Work to be completed →
Reproduce the lines verbatim from the first line through the line containing "[0,71,39,98]", including both ends. Leave the pictures out.

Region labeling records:
****************************************

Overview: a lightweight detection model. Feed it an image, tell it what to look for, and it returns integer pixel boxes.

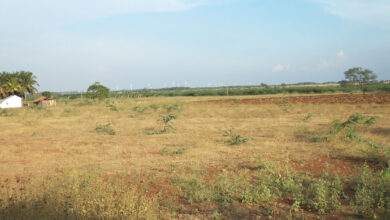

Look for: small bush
[161,147,187,156]
[352,165,390,216]
[302,113,313,122]
[95,123,116,135]
[133,106,148,113]
[107,104,119,112]
[222,129,248,145]
[0,109,16,117]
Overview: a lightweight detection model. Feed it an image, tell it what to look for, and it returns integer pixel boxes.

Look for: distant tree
[41,91,52,98]
[0,71,38,97]
[344,67,377,93]
[87,82,110,99]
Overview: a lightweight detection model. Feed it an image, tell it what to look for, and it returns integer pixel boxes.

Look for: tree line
[0,71,39,98]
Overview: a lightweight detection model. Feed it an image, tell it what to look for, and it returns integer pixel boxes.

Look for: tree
[344,67,377,94]
[87,82,110,99]
[0,71,38,97]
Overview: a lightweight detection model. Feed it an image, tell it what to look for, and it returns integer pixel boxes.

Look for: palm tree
[6,77,22,95]
[18,71,39,97]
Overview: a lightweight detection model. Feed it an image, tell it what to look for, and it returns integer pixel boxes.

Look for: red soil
[207,93,390,104]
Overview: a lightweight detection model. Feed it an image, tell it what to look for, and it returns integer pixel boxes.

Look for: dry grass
[0,97,390,218]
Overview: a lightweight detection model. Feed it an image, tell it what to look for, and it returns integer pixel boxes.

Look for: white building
[0,95,23,108]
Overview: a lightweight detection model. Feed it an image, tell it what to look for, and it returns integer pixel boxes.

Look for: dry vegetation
[0,94,390,219]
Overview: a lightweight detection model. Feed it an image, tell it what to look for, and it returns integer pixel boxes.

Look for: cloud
[310,0,390,29]
[0,0,213,28]
[272,64,285,73]
[320,60,329,68]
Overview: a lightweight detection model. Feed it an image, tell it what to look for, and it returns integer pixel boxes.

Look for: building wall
[0,96,22,108]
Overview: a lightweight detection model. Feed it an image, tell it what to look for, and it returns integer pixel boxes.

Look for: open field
[0,93,390,219]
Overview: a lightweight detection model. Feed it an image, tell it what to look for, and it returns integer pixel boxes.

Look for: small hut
[33,96,57,107]
[0,95,22,108]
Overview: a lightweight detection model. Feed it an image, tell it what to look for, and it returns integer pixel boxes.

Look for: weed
[163,103,183,113]
[0,109,16,117]
[146,114,177,135]
[107,104,119,112]
[149,104,160,111]
[222,129,248,145]
[302,113,313,122]
[64,108,72,114]
[309,136,329,142]
[352,164,390,216]
[276,99,292,112]
[133,106,148,113]
[330,112,378,134]
[305,176,344,215]
[161,147,187,156]
[95,123,116,135]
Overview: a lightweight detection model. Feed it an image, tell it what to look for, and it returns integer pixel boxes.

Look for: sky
[0,0,390,92]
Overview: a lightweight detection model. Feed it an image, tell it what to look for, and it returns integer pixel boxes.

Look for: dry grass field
[0,95,390,219]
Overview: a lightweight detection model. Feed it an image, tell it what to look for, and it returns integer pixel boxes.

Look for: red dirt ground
[203,93,390,104]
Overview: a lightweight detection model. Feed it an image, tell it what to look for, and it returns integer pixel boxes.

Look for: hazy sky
[0,0,390,91]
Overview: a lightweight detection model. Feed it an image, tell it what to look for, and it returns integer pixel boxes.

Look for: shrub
[41,91,52,98]
[302,113,313,122]
[352,164,390,216]
[0,169,160,219]
[87,82,110,99]
[95,123,116,135]
[0,109,16,117]
[161,147,187,156]
[107,104,119,112]
[222,129,248,145]
[305,176,344,215]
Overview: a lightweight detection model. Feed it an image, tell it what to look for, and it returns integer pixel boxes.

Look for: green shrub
[95,123,116,135]
[352,165,390,216]
[304,176,344,215]
[302,113,313,122]
[0,169,160,220]
[161,147,187,156]
[133,106,148,113]
[86,82,110,99]
[0,109,16,117]
[222,129,248,145]
[107,104,119,112]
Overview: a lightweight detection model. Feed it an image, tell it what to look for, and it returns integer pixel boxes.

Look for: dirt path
[206,93,390,104]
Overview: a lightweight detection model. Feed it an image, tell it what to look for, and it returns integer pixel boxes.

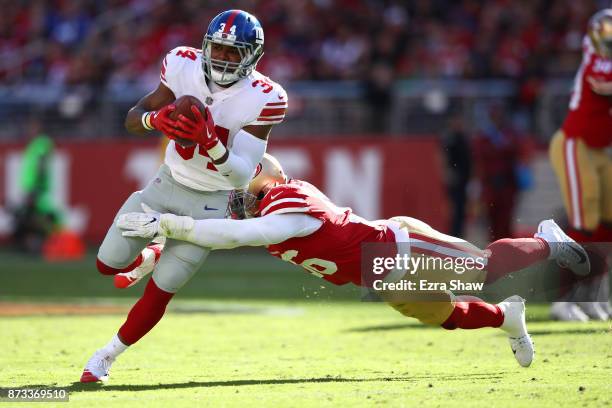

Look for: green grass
[0,252,612,407]
[0,302,612,407]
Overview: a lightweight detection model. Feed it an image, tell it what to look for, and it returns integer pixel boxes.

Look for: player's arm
[586,76,612,96]
[117,212,322,249]
[174,106,272,188]
[125,82,186,139]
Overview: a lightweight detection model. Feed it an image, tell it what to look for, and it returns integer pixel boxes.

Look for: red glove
[175,105,219,150]
[149,104,184,139]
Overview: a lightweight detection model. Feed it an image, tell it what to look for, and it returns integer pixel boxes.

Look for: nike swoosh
[569,245,586,263]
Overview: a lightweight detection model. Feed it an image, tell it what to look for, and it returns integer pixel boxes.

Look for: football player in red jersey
[549,9,612,320]
[117,154,589,367]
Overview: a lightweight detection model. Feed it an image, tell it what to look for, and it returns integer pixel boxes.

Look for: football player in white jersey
[81,10,287,382]
[117,154,590,367]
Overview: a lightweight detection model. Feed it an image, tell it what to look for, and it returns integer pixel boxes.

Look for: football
[170,95,206,147]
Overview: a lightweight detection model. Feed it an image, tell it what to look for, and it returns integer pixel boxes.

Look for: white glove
[117,203,161,238]
[117,203,195,240]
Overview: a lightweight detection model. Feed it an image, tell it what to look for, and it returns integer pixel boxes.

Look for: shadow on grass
[345,323,440,333]
[529,327,612,336]
[33,373,504,392]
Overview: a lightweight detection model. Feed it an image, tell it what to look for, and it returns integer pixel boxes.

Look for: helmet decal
[202,10,264,85]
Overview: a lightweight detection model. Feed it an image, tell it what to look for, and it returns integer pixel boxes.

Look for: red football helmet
[588,9,612,58]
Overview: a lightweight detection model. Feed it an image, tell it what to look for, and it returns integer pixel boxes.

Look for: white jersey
[160,47,287,191]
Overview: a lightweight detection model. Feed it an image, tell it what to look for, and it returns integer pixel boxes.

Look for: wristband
[206,140,227,160]
[140,112,154,130]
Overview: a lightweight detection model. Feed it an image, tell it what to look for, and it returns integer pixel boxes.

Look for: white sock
[141,248,155,265]
[102,334,129,358]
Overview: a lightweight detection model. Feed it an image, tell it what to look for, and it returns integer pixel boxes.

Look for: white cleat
[114,244,164,289]
[534,220,591,276]
[497,295,535,367]
[577,302,608,322]
[599,302,612,320]
[550,302,589,322]
[80,350,115,382]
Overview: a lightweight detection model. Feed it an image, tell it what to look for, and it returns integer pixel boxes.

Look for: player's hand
[117,203,161,238]
[177,105,219,150]
[587,77,612,96]
[150,104,178,139]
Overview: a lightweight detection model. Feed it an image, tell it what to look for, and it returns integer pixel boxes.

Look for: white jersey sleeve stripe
[261,198,306,215]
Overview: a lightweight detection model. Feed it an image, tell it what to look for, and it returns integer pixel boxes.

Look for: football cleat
[534,220,591,276]
[80,350,115,383]
[599,301,612,320]
[497,295,535,367]
[550,302,589,322]
[115,244,164,289]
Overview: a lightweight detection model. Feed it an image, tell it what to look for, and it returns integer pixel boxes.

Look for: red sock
[96,254,142,275]
[119,278,174,345]
[442,301,504,330]
[485,238,550,283]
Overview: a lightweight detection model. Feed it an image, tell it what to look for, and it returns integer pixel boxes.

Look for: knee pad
[389,300,454,326]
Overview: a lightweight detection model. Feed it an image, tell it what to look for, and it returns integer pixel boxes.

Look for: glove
[117,203,195,240]
[176,105,219,150]
[149,104,186,140]
[117,203,161,238]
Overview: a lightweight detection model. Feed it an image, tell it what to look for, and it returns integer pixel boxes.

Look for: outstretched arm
[117,212,322,249]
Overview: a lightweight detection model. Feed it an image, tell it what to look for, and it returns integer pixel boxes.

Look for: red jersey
[562,37,612,148]
[259,180,395,285]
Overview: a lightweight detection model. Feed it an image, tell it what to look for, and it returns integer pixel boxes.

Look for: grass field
[0,247,612,407]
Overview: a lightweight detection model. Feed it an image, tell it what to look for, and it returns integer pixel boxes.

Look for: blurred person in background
[549,9,612,321]
[443,114,472,237]
[13,133,62,253]
[473,103,530,240]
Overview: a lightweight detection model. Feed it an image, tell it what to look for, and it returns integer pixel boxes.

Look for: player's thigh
[153,239,210,293]
[98,165,173,269]
[383,292,455,326]
[549,131,601,230]
[98,191,150,269]
[391,217,486,284]
[600,148,612,224]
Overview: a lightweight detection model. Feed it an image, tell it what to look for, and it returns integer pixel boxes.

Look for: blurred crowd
[0,0,609,89]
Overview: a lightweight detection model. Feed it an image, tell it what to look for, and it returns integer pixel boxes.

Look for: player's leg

****************************************

Completed task →
Overview: a lightweight detection model. Feed it an image, tell it what to look for, and it returns integer pixel boxes.


Look for: small bush
[161,147,187,156]
[352,165,390,216]
[302,113,313,122]
[95,123,116,135]
[133,106,148,113]
[107,104,119,112]
[222,129,248,145]
[0,109,16,117]
Overview: a lightweight detection model. Feed it an image, tell it what to look for, and it returns integer pixel boxes.

Look for: distant tree
[41,91,52,98]
[0,71,38,97]
[344,67,377,93]
[87,82,110,99]
Overview: a lightweight detection model. Feed it an image, tell it what to look for, and it returns integer pixel boxes.

Look for: tree line
[0,71,39,98]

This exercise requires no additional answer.